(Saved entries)
══════════
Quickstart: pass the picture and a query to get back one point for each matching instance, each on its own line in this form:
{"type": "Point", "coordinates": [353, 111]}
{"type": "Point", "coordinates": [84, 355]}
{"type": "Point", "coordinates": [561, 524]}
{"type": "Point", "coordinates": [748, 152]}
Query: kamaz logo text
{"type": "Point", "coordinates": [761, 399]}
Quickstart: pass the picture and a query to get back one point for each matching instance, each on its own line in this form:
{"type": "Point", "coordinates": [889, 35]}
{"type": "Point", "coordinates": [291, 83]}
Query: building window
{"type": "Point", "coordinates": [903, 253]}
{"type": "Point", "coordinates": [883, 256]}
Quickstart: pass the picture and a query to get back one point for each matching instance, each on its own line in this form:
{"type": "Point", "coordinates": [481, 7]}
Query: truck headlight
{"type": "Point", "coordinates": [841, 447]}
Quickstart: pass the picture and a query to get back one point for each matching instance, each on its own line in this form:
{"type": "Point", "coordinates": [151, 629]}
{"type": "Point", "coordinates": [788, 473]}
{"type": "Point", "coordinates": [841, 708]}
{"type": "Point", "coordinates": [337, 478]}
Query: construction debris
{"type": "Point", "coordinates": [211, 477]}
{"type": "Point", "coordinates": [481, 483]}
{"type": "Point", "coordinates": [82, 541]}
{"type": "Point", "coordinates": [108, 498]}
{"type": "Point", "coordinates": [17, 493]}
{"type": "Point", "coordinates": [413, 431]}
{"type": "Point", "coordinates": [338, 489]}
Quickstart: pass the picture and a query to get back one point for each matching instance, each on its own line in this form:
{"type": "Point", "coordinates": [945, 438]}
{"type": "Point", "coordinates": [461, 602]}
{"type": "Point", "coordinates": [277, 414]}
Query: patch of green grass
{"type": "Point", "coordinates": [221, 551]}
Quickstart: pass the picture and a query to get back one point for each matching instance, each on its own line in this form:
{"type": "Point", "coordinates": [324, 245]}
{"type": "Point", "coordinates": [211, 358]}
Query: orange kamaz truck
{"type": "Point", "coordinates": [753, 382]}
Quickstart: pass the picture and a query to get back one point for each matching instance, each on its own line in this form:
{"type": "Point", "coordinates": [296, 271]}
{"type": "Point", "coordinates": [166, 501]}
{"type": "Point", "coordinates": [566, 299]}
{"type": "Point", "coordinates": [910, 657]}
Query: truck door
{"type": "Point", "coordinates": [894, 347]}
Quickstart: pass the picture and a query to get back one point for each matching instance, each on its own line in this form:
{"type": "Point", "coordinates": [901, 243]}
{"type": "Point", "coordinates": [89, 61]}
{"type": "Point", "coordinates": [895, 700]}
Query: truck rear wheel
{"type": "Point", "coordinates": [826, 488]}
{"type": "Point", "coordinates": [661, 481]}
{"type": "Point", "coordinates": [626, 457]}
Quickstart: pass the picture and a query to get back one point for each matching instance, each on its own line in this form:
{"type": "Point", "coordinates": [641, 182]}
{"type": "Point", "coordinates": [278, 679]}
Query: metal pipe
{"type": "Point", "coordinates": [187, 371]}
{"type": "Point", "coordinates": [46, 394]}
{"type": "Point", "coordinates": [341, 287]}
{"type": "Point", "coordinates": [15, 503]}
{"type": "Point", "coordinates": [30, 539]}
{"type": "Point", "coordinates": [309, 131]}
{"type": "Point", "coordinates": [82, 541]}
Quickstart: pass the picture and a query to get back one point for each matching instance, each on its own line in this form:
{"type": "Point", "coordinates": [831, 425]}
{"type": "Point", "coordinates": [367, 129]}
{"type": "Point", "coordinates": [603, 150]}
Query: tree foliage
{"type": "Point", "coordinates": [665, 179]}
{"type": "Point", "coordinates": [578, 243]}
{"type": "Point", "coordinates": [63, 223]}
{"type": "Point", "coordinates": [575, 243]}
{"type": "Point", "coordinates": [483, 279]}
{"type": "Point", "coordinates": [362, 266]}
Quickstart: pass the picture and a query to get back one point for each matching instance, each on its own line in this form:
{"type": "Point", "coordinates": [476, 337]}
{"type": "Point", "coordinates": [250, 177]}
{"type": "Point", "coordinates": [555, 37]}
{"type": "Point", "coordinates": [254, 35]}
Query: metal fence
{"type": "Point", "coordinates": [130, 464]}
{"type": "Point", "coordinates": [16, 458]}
══════════
**Task objective:**
Give back the complete data, each line unchanged.

**Expected answer:**
Quickstart: pass the picture and a query to get back one point for each matching instance, each on its own line in this form:
{"type": "Point", "coordinates": [353, 111]}
{"type": "Point", "coordinates": [84, 355]}
{"type": "Point", "coordinates": [561, 524]}
{"type": "Point", "coordinates": [748, 152]}
Query: kamaz logo text
{"type": "Point", "coordinates": [761, 399]}
Quickstart: pass the picture and a query to get back one point for each matching instance, each on its own line in this form:
{"type": "Point", "coordinates": [889, 35]}
{"type": "Point", "coordinates": [291, 83]}
Query: building window
{"type": "Point", "coordinates": [903, 253]}
{"type": "Point", "coordinates": [883, 256]}
Quickstart: pass the picture and a query to get back one point for each matching instance, each on its own line in this form:
{"type": "Point", "coordinates": [481, 7]}
Query: truck headlight
{"type": "Point", "coordinates": [841, 447]}
Quickstart: pass the picture and a query to get back one point for each matching instance, each on its own line in this form:
{"type": "Point", "coordinates": [151, 629]}
{"type": "Point", "coordinates": [788, 473]}
{"type": "Point", "coordinates": [841, 708]}
{"type": "Point", "coordinates": [337, 478]}
Query: construction debris
{"type": "Point", "coordinates": [211, 477]}
{"type": "Point", "coordinates": [481, 483]}
{"type": "Point", "coordinates": [82, 541]}
{"type": "Point", "coordinates": [108, 498]}
{"type": "Point", "coordinates": [17, 493]}
{"type": "Point", "coordinates": [413, 431]}
{"type": "Point", "coordinates": [338, 489]}
Quickstart: pass the picture and a query to get back one point for each matching instance, each on its own line in this form:
{"type": "Point", "coordinates": [945, 438]}
{"type": "Point", "coordinates": [461, 602]}
{"type": "Point", "coordinates": [277, 414]}
Query: patch of green grass
{"type": "Point", "coordinates": [221, 551]}
Quickstart: pass the picture and a query to get back one point for each matching instance, each on its own line in this form:
{"type": "Point", "coordinates": [324, 245]}
{"type": "Point", "coordinates": [211, 358]}
Query: orange kamaz truck
{"type": "Point", "coordinates": [753, 382]}
Quickstart: pass the picture and a query to get back one point for each matching instance, each on its own line in this form:
{"type": "Point", "coordinates": [296, 271]}
{"type": "Point", "coordinates": [166, 501]}
{"type": "Point", "coordinates": [566, 299]}
{"type": "Point", "coordinates": [910, 657]}
Query: truck door
{"type": "Point", "coordinates": [894, 347]}
Quickstart: pass the picture and a query to get back one point for each matching instance, each on its own line in this form:
{"type": "Point", "coordinates": [901, 243]}
{"type": "Point", "coordinates": [89, 61]}
{"type": "Point", "coordinates": [895, 700]}
Query: truck rear wheel
{"type": "Point", "coordinates": [826, 488]}
{"type": "Point", "coordinates": [661, 481]}
{"type": "Point", "coordinates": [626, 457]}
Quickstart: pass the picture and a query to get back one point for each matching instance, each on its own line in this form:
{"type": "Point", "coordinates": [641, 182]}
{"type": "Point", "coordinates": [278, 679]}
Query: metal pipe
{"type": "Point", "coordinates": [187, 371]}
{"type": "Point", "coordinates": [46, 394]}
{"type": "Point", "coordinates": [341, 287]}
{"type": "Point", "coordinates": [15, 503]}
{"type": "Point", "coordinates": [30, 539]}
{"type": "Point", "coordinates": [309, 131]}
{"type": "Point", "coordinates": [82, 541]}
Quickstart: pass the picture and a query to get back one point for each matching instance, each on its own line in this form:
{"type": "Point", "coordinates": [831, 425]}
{"type": "Point", "coordinates": [367, 129]}
{"type": "Point", "coordinates": [603, 150]}
Query: tree foliage
{"type": "Point", "coordinates": [665, 179]}
{"type": "Point", "coordinates": [578, 243]}
{"type": "Point", "coordinates": [63, 223]}
{"type": "Point", "coordinates": [575, 243]}
{"type": "Point", "coordinates": [483, 279]}
{"type": "Point", "coordinates": [362, 266]}
Quickstart: pass the picture and a query to get back one point for each matching instance, each on its own line in this form:
{"type": "Point", "coordinates": [476, 337]}
{"type": "Point", "coordinates": [250, 177]}
{"type": "Point", "coordinates": [555, 37]}
{"type": "Point", "coordinates": [254, 35]}
Query: metal fence
{"type": "Point", "coordinates": [130, 464]}
{"type": "Point", "coordinates": [16, 458]}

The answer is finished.